▶ [ЗАДАНИЕ 1]
За что, согласно тексту о церковных одеждах, блаженный Августин выговаривал своей прихожанке Экдиции?
▶ [ЗАДАНИЕ 2]
Продолжите текст о церковных одеждах с того места, где он заканчивается.

▶ [ИСХОДНЫЙ ТЕКСТ]
:::::
Так почему же сегодня уставным выражением лица у слишком заметной части наших прихожан считаются тоскливые глаза бассет—хаунда?
   Почему столь мрачны наши одежды? Один из знаков катастрофы, которая с нами произошла, это революция в церковно—национальном костюме (национальный костюм и церковное платье для меня одно и то же, ибо с нацией можно встретиться только в храме, а не в метро). Если в XIX веке женщины одевали в храм самые яркие, самые сарафанистые платья[193], то сегодня, напротив, преобладают черно—коричневые тона. А где знаменитые «белые платочки»? Сравните фотографии церковных служб сорокалетней давности и современную картину. Именно белых платочков в храмах стало меньше. Темные цвета стали основными. Верный знак перемены религиозной психологии.
   Однажды меня потрясло письмо блаженного Августина. Он жестко выговаривает одной своей прихожанке – Экдиции – за то, что та при живом муже стала носить черную одежду вдовы[194]. Такой выговор означает, что в православных храмах пятого столетия по одежде можно было опознать: это – девица, это мужняя жена, а это – вдовица. Но в наших храмах, судя по одежде, теперь все вдовицы. Начиная с трехлетнего возраста!
   Однотонно мрачный стиль наших церковных одежд означает, что ушла культура праздника. И это катастрофа не меньшая, чем демографическая. Ушло радостное переживание народом своей веры. "И дам этому народу сердце, иссушенное печалью, взор унылый и потухший, душу, снедаемую скорбью…" (Втор. 28,65; перевод с греческого[195]).
   Вот, читаю как—то книжечку об одной новоявленной чудотворной иконе Божией Матери, и какая—то женщина говорит в этой брошюрке: "Когда чудотворную икону принесли к нам в храм, я как ее увидела, мне тут же захотелось умереть"[196]. Но почему же ей, бедняжке, не хочется жить и работать во славу Божией Матери, почему сразу умирать? Не слишком ли часто наши «мироносицы» так все и продолжают нести миро и слезы на могилу Того, Кто Всемогущ и Пасхален?
   В какой морок мы впали, я вижу по тому, как церковные аудитории реагируют в случаях, когда обращаешь к ним простой вопрос: "Скажите, при каком именно царе—батюшке строилось так много храмов на Руси, как сейчас?". Напоминаю: к началу 90—х годов в России (РСФСР) было порядка трех тысяч действующих храмов. Сегодня их – 16 000. По тысяче храмов в год открывалось в годы тех "реформ", что принято сейчас проклинать! По три храма в день!
:::::
▶ [ЗАПИСАННЫЕ СВЕДЕНИЯ]
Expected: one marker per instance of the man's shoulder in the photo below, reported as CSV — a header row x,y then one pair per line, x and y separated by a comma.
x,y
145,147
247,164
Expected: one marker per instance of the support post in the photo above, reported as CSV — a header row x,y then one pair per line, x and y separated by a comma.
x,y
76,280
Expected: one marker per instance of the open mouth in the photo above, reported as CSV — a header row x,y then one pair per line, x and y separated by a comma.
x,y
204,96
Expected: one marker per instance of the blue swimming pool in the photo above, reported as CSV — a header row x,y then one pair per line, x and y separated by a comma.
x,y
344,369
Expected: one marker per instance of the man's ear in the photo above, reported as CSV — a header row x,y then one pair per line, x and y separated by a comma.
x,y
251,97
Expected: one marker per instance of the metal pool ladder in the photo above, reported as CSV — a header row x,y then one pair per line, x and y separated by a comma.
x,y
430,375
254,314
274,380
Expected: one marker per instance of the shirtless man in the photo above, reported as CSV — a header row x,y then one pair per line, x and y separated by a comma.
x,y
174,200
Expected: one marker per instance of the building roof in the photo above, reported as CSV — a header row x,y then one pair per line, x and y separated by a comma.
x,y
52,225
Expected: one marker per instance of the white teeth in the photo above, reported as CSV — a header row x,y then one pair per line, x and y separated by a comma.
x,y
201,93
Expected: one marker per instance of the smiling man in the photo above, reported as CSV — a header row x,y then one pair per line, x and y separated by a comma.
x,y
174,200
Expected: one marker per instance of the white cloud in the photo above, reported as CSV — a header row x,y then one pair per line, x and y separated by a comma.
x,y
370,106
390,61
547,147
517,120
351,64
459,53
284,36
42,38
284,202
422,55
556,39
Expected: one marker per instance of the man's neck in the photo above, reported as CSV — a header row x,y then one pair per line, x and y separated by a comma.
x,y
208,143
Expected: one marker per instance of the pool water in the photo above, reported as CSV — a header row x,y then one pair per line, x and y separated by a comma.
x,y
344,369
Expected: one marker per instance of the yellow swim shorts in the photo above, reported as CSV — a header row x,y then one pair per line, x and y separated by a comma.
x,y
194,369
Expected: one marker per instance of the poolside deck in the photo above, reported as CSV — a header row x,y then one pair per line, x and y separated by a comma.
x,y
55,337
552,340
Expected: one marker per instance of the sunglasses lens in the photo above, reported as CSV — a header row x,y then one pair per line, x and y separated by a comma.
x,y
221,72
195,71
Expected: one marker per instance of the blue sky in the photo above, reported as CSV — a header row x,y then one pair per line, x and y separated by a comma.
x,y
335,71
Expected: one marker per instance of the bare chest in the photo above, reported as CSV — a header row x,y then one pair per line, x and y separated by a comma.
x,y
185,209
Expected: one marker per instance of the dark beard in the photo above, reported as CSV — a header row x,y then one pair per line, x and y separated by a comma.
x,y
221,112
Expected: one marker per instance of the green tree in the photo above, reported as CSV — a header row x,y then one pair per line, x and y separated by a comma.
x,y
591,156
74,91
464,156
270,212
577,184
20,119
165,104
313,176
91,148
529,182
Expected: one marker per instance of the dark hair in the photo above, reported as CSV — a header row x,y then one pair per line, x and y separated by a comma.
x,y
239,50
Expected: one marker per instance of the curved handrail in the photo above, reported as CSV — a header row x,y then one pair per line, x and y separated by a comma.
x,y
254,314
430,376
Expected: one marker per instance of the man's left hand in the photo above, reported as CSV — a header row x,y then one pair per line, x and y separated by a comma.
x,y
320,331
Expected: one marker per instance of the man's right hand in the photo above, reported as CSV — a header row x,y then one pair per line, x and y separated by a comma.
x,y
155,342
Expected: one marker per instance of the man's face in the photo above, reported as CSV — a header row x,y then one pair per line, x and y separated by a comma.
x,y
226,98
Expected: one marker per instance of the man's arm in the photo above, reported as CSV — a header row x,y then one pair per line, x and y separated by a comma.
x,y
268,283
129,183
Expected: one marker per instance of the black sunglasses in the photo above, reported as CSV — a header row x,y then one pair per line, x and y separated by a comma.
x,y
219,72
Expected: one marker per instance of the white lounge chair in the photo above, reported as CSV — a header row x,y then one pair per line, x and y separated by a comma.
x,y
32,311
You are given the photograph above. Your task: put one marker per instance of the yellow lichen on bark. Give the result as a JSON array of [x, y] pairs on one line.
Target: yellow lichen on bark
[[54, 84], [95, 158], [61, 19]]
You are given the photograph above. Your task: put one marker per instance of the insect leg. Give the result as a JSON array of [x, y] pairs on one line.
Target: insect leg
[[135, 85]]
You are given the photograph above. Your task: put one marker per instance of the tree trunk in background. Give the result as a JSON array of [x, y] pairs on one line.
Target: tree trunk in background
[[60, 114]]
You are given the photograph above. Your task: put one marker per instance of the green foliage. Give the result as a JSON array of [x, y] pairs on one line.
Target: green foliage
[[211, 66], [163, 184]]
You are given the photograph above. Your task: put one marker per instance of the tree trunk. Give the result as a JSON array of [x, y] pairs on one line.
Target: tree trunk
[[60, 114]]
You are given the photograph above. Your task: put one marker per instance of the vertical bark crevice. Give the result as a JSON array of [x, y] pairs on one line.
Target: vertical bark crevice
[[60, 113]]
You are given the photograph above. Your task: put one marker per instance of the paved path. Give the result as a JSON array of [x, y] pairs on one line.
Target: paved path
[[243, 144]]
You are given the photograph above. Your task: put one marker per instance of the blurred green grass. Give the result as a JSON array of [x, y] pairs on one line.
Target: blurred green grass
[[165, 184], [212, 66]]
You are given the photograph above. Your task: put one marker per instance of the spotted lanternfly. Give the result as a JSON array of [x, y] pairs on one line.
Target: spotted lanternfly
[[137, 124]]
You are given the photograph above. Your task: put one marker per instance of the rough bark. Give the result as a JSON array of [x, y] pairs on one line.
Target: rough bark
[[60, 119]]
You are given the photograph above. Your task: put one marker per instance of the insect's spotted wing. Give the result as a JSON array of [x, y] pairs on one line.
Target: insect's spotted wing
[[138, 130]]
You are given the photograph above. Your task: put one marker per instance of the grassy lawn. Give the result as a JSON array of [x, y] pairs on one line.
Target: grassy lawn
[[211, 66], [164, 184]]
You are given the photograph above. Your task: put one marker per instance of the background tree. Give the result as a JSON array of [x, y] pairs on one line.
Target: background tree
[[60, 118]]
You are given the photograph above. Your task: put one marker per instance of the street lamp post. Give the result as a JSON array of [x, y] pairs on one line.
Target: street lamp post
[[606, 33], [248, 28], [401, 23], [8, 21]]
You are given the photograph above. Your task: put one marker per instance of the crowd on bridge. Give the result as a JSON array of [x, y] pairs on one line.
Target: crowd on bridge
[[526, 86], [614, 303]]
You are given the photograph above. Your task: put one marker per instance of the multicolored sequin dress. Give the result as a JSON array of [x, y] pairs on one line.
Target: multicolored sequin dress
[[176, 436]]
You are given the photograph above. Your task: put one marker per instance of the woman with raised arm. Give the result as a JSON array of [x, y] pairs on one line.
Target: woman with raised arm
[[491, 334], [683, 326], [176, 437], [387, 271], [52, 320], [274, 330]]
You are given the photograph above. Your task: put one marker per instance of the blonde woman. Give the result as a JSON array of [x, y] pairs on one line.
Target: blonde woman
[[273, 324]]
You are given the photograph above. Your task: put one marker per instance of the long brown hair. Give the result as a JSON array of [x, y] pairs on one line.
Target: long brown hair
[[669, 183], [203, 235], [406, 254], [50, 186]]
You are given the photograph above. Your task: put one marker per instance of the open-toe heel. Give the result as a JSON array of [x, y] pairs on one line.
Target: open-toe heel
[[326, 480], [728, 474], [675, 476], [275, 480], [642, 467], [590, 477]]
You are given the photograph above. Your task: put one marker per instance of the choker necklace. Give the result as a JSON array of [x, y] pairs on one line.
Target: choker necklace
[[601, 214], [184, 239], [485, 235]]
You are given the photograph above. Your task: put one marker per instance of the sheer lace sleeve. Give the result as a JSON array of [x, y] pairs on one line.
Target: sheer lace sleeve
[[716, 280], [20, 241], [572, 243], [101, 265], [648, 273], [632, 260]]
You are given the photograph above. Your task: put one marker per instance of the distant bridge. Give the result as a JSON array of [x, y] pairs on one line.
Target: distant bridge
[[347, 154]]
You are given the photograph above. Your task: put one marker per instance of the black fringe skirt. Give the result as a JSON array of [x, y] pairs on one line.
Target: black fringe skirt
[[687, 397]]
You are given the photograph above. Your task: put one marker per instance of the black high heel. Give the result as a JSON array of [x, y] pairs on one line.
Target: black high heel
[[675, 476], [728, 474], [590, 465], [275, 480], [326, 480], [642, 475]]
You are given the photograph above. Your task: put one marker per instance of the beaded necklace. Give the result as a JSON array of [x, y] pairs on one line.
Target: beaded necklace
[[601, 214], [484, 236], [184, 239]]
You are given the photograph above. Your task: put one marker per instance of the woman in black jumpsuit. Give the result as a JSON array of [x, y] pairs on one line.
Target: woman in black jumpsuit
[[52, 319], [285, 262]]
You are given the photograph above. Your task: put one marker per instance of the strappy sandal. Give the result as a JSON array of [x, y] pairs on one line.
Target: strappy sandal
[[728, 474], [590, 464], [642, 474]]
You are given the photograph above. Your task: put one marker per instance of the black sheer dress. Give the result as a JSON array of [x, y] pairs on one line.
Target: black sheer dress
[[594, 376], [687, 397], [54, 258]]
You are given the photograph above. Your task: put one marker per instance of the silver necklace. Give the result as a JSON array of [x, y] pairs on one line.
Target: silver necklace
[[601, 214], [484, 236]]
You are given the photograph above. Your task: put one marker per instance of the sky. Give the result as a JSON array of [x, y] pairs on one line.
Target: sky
:::::
▶ [ВАШ ОТВЕТ 1]
За то, что она при живом муже стала носить черную одежду вдовы.

▶ [ВАШ ОТВЕТ 2]
   Да, большинство из них – восстановлены. Но ведь любой строитель вам скажет, что восстановить труднее и дороже, чем построить заново. И это не просто триумф современных строительных технологий. Идет возрождение внутренней жизни Церкви, а не только ее кирпично—каменных оград.
   К исходу 2003 года в России действовало 635 монастырей (312 мужских и 325 женских), не считая 167 монастырских подворий и 45 скитов. А в 1875 г. в Российской Империи (т. е. вместе с Украиной, Белоруссией, Грузией, Молдавией и т.д.) было 494 монастыря (350 мужских и 143 женских)[197]. А в 1988 году в России было только три с половиной монастыря: Троице—Сергиева Лавра, ПскоВо-Печерский монастырь, Данилов монастырь в Москве и только начинала разворачиваться Оптина пустынь. Значит, к концу 90—х годов темп открытия монастырей достиг сотни в год!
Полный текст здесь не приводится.